● Document:
>> begin
So far, all this is assimilable. Though elite universities as a genre may be more alike than they are different, there are nevertheless subtle differences—perhaps attributable to what happens when the elite-university model is filtered through the British and the American cultures respectively, perhaps down to the two institutions’ comparative age, perhaps down to the two different Christian traditions (and two different understandings of the role of religion in public life, see Latin grace, above) out of which the institutions respectively evolved. So far, all this can be subject to my amateur anthropologist’s eye—as tonight, when I met and made small talk with a couple new acquaintances next to whom I found myself sitting, and kept sneaking glances at the party at high table.

What I found more difficulty coping with, however, was Guest Night, to which I found myself going on the Friday of the first week of term. One of my new friends happened to have an extra spot for a guest (though you are encouraged to bring guests to Guest Night, you’re not required, and indeed you can bring or not bring a guest or two on any night), and invited me to join him; I, because I am studying abroad and therefore always open to new experiences, accepted. It was one of the most enjoyable meals I’ve ever had, and yet I have perhaps never felt so uncomfortable at a dinner’s conclusion. At Guest Night (which costs about four times as much as regular hall), there are four courses—the same as the rich, luxurious ones served at high table—and most people will bring some wine up from the college bar. There are candles on the tables, and everyone dresses formally under their gowns: the boys in suits and long ties, I—for the first time since I played my last orchestra concert in June 2008—in a dress. After two hours at table (and not one, but two, graces!) our party repaired, like most people, to the college bar, where we drank port. It was there, sitting amidst at least fifty people in suits and ties and dresses and all of us in our gowns, sipping a glass of port, that I began to feel profoundly ill-at-ease. Earlier that day, after all, I’d been reading Marxist theory—and now here I was, doing my part to enshrine social inequality, having been waited on at table for an expensive meal and now drinking port in an institutional setting where it is completely acceptable, and indeed normal, to do all these things. I had, and am still having, a hard time processing this Friday night, and a hard time knowing whether keeping my American-academic-brat-turned-study-abroad-amateur-anthropologist’s ironic distance from it absolves me sufficiently from complicity in a really problematic system. This, it seems, is the dark side to sociability—and although I have now overcome the culture shock of that night, I am still trying to fit it into my understanding of Oxford, what Oxford means, and what it means for me to be at Oxford.
>> end
● Dataset content:
>> begin
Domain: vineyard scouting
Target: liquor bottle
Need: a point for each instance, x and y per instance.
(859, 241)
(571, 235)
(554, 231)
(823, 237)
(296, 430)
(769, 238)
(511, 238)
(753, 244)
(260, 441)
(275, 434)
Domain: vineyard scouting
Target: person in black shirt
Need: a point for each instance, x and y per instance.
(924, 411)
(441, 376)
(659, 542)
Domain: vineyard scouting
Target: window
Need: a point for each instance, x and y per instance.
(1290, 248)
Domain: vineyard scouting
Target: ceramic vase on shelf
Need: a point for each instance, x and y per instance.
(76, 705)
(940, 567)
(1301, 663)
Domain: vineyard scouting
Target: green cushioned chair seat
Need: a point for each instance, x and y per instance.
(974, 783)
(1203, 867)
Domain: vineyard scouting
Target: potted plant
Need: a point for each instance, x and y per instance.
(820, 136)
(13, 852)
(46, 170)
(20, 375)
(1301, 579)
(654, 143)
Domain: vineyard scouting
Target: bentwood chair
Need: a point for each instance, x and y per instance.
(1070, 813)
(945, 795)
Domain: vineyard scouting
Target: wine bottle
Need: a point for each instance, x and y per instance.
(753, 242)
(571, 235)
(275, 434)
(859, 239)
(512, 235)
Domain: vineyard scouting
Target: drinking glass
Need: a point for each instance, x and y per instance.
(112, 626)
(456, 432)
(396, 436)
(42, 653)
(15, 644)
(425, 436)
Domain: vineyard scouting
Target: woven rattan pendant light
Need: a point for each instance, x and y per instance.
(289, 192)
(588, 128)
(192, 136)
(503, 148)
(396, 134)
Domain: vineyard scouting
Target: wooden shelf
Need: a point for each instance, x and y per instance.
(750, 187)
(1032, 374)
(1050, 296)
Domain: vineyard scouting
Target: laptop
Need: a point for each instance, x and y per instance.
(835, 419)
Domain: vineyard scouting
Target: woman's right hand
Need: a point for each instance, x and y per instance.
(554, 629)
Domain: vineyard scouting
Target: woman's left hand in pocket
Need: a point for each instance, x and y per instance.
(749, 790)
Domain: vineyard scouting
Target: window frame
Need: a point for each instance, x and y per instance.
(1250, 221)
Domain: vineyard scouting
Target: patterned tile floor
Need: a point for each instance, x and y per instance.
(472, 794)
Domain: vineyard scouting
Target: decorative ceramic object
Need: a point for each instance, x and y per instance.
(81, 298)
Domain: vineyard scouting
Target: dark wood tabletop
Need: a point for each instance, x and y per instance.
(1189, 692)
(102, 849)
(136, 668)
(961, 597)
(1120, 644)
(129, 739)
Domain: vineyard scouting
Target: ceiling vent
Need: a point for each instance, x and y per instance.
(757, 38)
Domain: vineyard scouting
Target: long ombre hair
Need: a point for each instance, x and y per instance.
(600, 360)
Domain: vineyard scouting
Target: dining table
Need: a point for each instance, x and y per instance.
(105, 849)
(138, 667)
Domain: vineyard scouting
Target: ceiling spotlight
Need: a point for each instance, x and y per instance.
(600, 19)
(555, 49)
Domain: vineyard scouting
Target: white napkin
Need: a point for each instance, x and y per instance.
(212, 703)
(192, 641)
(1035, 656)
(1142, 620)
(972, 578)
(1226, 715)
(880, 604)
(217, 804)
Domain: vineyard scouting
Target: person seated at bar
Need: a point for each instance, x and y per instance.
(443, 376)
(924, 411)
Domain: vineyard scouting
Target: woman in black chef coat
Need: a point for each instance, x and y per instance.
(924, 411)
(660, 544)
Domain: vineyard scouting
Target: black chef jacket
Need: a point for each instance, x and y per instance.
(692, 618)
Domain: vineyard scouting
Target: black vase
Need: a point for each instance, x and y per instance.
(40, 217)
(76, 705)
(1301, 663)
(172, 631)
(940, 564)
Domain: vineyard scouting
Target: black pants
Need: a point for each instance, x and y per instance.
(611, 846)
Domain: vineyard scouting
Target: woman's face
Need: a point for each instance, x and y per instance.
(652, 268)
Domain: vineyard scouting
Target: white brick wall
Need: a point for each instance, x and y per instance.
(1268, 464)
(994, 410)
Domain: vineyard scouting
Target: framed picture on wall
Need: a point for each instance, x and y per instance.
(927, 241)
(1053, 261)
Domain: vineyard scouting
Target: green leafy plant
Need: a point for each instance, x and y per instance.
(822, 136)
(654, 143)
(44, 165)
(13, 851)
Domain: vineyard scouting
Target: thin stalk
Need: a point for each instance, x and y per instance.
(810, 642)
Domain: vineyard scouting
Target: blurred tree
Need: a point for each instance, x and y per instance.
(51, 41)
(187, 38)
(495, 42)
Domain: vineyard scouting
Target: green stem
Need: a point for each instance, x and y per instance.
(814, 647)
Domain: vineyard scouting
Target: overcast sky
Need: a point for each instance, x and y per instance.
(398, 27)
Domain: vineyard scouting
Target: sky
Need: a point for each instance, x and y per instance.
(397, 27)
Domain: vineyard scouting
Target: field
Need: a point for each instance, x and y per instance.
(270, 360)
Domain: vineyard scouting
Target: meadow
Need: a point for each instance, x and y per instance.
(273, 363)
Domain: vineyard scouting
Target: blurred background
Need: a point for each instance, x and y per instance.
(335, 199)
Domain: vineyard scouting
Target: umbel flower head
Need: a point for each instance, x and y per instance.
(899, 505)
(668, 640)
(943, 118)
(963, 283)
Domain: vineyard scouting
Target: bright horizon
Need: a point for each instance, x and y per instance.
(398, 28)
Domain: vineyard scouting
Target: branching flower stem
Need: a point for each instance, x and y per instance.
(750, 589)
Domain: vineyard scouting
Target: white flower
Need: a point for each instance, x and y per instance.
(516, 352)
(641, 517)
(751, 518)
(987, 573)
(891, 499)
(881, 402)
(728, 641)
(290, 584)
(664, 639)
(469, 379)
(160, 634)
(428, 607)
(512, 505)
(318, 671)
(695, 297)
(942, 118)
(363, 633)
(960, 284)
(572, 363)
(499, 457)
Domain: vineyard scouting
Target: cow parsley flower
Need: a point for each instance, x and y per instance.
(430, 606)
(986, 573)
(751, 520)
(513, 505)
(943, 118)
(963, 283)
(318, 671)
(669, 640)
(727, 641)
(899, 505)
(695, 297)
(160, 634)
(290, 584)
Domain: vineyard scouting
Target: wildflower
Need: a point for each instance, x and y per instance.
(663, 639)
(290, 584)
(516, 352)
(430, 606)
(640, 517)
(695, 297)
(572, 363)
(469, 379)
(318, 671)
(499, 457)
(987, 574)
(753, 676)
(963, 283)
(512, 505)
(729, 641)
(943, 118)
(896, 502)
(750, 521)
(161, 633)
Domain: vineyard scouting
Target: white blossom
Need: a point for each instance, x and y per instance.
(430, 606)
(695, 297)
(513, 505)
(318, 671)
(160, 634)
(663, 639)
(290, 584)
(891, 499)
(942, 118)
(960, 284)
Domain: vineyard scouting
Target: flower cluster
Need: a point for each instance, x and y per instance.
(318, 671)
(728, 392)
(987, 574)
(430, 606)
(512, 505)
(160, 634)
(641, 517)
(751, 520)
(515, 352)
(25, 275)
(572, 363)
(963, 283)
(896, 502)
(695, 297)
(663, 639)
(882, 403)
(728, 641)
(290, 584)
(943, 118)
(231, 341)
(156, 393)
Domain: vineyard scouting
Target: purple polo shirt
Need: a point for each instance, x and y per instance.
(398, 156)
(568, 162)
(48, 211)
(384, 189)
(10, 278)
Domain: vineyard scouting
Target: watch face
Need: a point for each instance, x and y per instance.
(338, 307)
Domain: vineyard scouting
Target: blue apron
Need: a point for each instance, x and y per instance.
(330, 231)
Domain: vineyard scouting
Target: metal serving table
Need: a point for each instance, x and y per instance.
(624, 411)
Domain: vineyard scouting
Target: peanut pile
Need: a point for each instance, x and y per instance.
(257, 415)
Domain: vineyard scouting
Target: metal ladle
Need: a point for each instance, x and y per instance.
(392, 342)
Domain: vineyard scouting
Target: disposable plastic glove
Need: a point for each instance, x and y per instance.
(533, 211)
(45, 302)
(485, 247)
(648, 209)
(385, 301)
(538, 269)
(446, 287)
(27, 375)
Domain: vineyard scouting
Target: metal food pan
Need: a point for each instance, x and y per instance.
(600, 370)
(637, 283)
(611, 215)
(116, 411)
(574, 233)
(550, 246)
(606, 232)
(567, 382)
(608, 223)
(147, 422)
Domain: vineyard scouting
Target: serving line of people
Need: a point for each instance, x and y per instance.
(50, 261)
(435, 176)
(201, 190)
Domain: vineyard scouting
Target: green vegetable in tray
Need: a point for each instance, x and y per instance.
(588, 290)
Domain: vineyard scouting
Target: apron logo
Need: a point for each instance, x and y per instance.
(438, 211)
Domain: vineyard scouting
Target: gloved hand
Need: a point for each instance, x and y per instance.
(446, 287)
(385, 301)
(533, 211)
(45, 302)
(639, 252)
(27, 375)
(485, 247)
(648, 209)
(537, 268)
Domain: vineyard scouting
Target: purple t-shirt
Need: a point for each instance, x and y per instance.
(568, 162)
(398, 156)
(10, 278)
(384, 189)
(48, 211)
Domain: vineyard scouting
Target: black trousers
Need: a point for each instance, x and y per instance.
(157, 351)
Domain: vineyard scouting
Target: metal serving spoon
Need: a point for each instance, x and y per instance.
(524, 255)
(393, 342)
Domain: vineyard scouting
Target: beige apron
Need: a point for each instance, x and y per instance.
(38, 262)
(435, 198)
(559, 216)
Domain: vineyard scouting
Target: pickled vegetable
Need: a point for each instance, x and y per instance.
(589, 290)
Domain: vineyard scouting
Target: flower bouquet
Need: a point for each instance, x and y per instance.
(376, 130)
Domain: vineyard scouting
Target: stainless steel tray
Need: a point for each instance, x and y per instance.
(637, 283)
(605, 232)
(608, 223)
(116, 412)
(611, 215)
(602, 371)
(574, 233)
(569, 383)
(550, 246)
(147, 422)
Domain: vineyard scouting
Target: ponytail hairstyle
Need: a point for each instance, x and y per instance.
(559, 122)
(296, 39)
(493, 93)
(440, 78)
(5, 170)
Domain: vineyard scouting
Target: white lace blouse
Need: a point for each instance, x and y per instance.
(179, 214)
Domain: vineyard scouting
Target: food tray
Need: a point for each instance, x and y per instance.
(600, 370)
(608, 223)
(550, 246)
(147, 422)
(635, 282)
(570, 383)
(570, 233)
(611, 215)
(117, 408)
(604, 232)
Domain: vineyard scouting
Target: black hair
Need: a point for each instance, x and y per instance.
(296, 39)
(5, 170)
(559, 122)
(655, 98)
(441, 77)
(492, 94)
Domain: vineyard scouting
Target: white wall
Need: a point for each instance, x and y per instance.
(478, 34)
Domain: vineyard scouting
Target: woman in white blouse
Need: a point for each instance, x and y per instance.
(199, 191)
>> end
● Exercise aim:
Reproduce the Guest Night text word for word from "So far, all this is" to "at high table.".

● The output:
So far, all this is assimilable. Though elite universities as a genre may be more alike than they are different, there are nevertheless subtle differences—perhaps attributable to what happens when the elite-university model is filtered through the British and the American cultures respectively, perhaps down to the two institutions’ comparative age, perhaps down to the two different Christian traditions (and two different understandings of the role of religion in public life, see Latin grace, above) out of which the institutions respectively evolved. So far, all this can be subject to my amateur anthropologist’s eye—as tonight, when I met and made small talk with a couple new acquaintances next to whom I found myself sitting, and kept sneaking glances at the party at high table.